WHAT NEEDS TO BE DONE –
Whenever the string "pattern" turns up in a line of the data below, copy that line.

(Dataset entries)
------------------------
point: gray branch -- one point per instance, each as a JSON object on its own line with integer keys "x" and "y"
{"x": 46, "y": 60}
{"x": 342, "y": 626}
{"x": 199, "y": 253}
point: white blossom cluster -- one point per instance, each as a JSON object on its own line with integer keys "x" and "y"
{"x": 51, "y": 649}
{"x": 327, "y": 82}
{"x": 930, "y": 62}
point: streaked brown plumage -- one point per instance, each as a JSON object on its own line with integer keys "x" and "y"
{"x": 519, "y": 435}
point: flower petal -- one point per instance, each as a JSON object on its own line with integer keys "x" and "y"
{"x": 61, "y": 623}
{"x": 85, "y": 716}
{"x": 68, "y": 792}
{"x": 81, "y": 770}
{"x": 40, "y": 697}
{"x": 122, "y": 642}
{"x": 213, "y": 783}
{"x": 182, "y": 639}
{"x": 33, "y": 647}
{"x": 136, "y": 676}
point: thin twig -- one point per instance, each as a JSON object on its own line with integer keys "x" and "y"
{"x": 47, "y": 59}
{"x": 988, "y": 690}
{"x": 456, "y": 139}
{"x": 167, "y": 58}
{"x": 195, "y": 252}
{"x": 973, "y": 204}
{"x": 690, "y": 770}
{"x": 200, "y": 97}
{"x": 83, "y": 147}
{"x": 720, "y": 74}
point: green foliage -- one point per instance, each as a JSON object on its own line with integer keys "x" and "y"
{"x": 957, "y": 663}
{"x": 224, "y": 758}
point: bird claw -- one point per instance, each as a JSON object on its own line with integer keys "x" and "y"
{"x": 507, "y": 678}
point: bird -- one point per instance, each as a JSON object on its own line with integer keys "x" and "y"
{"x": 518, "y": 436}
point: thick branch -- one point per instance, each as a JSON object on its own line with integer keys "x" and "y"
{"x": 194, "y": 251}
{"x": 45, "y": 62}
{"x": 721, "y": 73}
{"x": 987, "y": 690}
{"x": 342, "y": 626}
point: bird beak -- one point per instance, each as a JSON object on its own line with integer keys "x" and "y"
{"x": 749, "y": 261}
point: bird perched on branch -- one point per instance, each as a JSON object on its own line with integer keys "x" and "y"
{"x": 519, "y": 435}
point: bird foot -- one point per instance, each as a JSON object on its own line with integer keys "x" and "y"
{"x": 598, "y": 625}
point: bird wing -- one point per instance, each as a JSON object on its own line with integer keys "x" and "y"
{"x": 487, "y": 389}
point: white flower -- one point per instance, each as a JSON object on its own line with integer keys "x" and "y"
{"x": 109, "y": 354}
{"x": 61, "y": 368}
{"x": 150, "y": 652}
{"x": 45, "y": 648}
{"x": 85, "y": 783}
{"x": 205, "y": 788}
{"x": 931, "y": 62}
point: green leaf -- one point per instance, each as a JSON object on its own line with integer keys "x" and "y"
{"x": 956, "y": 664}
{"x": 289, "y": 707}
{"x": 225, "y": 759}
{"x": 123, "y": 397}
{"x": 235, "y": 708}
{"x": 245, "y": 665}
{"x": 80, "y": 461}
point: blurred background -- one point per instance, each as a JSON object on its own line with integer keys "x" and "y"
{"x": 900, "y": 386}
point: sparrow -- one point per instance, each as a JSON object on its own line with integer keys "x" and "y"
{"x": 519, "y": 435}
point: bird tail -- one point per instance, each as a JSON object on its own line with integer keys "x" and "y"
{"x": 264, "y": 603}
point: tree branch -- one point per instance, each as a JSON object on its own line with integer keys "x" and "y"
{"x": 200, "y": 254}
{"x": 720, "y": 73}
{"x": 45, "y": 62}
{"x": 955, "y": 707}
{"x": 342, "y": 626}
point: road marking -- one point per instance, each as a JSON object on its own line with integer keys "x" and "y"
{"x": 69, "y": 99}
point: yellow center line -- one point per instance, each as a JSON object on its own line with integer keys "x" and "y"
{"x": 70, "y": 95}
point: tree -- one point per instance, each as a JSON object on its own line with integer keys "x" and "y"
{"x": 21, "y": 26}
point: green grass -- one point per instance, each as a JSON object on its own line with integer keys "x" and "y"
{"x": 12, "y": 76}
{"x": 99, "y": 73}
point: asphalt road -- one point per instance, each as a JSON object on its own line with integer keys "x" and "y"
------------------------
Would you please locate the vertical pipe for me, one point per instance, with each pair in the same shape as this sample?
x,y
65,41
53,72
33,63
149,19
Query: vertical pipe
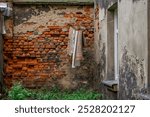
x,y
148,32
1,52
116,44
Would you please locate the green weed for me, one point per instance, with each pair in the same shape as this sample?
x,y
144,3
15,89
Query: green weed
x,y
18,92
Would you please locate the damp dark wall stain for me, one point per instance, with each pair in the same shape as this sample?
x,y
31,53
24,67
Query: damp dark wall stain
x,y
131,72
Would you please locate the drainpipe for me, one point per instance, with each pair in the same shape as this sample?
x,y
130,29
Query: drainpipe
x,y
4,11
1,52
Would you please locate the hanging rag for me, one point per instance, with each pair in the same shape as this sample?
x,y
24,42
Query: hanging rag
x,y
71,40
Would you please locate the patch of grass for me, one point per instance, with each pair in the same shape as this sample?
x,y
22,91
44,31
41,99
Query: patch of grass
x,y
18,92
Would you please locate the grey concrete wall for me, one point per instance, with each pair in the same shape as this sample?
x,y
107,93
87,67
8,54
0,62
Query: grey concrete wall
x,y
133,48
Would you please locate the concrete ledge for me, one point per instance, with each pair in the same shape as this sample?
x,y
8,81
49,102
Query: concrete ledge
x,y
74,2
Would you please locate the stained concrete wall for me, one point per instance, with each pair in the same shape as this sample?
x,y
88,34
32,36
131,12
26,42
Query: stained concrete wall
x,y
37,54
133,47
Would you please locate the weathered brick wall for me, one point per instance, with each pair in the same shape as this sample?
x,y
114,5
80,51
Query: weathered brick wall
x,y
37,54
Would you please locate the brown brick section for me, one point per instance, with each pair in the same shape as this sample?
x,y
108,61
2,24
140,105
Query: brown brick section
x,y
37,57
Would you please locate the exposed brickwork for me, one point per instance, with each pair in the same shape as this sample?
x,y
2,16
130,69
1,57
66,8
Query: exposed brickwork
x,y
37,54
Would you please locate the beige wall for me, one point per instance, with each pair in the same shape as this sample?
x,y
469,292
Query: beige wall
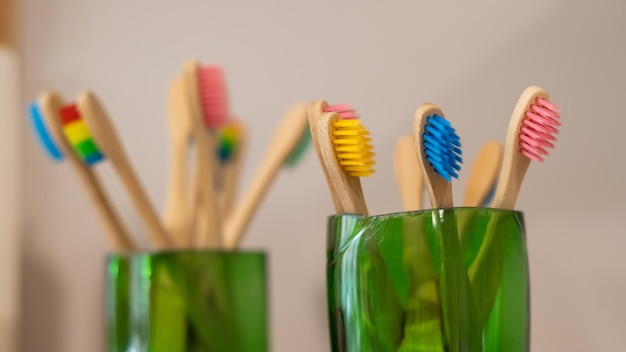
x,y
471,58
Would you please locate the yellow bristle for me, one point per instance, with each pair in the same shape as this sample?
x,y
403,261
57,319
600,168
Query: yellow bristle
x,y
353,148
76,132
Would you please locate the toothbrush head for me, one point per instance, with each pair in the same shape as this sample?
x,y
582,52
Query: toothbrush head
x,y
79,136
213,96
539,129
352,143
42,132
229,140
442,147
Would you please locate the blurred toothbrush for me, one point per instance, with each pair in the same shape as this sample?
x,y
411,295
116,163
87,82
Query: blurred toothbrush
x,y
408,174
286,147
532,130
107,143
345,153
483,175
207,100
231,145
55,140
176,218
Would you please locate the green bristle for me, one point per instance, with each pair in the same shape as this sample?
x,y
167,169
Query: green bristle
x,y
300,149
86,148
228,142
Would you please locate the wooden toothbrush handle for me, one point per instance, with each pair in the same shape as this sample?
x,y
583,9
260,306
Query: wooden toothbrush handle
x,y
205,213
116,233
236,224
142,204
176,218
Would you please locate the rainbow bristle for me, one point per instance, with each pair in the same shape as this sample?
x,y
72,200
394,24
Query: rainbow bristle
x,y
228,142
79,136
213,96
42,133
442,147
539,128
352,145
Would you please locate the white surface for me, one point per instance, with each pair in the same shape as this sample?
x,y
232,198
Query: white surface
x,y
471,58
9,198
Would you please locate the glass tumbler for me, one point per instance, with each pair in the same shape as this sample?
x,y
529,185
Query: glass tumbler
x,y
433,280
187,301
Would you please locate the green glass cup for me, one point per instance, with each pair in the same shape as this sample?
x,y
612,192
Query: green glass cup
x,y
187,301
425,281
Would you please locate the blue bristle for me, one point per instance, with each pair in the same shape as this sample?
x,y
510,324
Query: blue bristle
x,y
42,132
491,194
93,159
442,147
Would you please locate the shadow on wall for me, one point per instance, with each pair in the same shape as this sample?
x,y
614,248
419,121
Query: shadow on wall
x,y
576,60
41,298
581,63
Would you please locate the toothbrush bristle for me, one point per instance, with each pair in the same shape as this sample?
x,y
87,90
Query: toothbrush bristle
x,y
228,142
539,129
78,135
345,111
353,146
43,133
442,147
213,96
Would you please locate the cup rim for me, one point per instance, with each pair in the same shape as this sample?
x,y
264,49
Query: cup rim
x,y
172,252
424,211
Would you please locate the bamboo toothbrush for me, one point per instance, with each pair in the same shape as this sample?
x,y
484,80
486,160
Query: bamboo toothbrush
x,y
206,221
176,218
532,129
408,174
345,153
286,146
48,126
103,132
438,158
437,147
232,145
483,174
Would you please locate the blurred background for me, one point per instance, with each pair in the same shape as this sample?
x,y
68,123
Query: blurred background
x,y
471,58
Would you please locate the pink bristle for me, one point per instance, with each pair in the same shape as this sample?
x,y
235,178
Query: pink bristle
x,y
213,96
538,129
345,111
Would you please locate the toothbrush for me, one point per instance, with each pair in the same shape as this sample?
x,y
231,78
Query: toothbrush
------------------------
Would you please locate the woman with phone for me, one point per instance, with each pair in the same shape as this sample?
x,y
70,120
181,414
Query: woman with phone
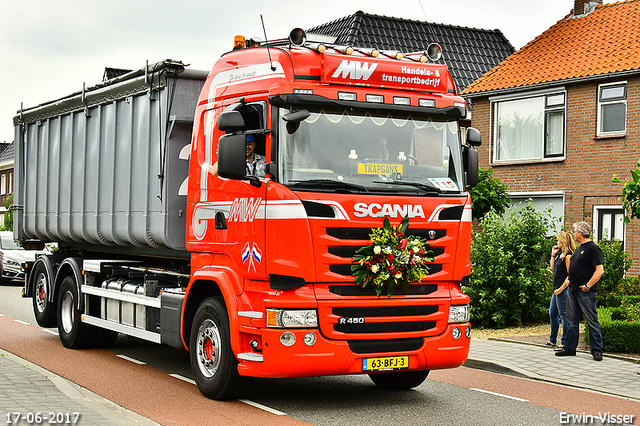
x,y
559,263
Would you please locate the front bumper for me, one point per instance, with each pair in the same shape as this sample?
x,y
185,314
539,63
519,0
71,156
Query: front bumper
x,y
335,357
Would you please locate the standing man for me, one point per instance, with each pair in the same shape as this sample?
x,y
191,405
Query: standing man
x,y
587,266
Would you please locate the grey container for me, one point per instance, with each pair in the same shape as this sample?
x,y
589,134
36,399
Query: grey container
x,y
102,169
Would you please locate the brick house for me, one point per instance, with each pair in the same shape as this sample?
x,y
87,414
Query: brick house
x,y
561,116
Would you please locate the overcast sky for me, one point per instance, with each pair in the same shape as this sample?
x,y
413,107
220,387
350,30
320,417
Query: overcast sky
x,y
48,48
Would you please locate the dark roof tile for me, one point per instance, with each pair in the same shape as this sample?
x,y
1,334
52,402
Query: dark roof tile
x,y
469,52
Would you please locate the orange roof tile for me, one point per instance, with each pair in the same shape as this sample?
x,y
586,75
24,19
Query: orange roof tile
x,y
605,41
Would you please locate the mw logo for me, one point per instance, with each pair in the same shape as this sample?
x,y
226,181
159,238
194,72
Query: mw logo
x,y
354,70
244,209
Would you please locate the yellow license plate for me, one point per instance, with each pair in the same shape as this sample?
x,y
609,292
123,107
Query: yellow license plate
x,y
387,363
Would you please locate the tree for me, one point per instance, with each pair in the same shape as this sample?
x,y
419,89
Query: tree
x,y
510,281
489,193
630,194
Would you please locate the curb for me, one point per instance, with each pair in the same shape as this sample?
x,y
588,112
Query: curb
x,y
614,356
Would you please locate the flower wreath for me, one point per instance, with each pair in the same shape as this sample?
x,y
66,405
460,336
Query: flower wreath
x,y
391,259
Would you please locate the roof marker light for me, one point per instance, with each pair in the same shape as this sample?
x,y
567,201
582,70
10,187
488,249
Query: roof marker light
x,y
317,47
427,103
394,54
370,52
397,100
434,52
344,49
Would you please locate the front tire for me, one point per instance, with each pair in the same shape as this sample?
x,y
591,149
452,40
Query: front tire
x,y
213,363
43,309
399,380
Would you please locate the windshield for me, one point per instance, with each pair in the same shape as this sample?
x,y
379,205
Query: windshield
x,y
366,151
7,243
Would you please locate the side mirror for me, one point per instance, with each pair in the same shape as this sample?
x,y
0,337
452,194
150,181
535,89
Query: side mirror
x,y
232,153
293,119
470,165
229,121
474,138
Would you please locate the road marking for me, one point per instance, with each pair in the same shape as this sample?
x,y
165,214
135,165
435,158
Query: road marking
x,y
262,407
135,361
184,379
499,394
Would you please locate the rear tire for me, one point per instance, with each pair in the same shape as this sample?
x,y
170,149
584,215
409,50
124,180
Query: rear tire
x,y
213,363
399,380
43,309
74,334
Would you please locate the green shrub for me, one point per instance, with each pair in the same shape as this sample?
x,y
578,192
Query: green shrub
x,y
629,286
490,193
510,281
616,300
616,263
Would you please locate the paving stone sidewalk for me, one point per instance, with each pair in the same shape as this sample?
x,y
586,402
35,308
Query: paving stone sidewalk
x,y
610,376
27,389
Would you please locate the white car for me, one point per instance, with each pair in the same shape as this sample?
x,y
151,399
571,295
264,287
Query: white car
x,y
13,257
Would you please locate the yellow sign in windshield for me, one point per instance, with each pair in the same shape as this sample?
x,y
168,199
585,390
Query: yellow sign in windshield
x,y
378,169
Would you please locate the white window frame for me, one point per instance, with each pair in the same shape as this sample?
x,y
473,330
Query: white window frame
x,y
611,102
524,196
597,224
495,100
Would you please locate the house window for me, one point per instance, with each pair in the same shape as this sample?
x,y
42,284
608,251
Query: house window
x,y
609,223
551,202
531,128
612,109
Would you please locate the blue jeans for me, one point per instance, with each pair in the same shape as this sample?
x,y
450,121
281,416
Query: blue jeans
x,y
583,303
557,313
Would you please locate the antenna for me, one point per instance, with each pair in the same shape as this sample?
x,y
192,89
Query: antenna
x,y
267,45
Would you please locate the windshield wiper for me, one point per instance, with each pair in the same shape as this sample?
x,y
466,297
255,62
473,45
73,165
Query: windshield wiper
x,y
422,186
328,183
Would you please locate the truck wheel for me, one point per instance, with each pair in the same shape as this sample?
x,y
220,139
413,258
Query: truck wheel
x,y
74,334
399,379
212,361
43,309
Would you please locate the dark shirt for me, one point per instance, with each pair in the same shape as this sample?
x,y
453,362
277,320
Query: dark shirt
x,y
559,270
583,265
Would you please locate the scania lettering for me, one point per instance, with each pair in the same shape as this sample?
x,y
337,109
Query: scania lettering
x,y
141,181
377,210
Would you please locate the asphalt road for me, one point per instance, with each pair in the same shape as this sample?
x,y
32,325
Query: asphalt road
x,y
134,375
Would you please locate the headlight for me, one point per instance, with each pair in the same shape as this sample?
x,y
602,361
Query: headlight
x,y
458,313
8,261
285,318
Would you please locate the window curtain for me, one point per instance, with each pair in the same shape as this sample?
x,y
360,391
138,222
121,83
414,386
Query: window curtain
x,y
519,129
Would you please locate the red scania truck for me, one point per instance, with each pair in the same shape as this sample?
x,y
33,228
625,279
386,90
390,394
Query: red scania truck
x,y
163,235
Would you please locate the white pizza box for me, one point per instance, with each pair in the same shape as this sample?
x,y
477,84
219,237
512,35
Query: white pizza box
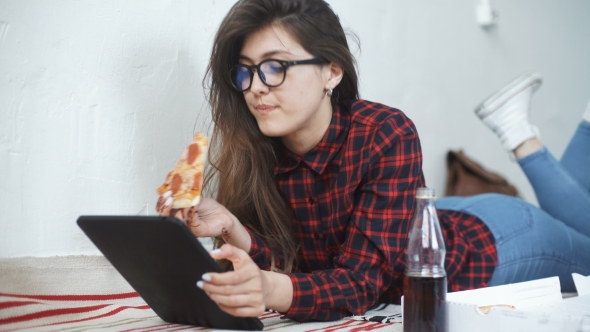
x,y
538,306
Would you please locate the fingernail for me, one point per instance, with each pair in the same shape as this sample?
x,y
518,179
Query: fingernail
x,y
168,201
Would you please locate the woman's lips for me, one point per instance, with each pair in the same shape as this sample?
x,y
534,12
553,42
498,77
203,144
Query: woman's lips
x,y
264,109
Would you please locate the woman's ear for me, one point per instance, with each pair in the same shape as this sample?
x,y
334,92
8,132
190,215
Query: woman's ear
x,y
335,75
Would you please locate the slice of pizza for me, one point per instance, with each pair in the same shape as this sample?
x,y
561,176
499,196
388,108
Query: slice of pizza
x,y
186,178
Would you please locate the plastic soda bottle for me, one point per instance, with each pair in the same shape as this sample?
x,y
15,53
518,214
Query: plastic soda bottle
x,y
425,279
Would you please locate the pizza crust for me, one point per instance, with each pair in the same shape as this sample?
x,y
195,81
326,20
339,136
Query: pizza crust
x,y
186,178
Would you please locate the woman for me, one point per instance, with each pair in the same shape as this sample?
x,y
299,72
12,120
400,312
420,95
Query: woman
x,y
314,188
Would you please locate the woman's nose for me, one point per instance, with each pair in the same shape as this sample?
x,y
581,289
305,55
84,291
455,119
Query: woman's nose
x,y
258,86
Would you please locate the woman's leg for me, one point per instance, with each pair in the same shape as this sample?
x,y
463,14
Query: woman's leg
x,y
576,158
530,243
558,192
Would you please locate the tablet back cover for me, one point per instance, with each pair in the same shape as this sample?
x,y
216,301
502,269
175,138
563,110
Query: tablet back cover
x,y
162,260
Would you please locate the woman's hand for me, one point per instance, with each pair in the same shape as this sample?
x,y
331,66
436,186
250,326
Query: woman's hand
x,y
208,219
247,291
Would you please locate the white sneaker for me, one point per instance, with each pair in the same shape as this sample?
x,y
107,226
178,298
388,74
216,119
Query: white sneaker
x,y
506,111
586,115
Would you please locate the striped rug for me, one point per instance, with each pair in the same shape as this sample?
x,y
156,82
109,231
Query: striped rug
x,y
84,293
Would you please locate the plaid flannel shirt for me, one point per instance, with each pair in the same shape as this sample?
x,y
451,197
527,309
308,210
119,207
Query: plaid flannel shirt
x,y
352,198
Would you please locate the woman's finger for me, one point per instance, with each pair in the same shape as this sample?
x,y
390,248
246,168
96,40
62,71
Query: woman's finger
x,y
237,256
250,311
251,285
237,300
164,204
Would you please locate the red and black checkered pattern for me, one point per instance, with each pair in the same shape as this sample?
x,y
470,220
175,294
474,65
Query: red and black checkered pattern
------------------------
EXPECTED ANSWER –
Would you please locate the red and black checkered pattern for me, one point per instance, with each pair in the same shape as this sample?
Query: red and black checkered pattern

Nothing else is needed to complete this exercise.